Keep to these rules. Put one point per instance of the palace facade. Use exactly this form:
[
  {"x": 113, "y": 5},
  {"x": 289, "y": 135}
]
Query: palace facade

◆ **Exercise goal**
Copy the records above line for line, with no changes.

◆ **Written response**
Keep to these rules. Put one point per instance of the palace facade. Use exactly this form:
[
  {"x": 113, "y": 5},
  {"x": 289, "y": 135}
]
Query: palace facade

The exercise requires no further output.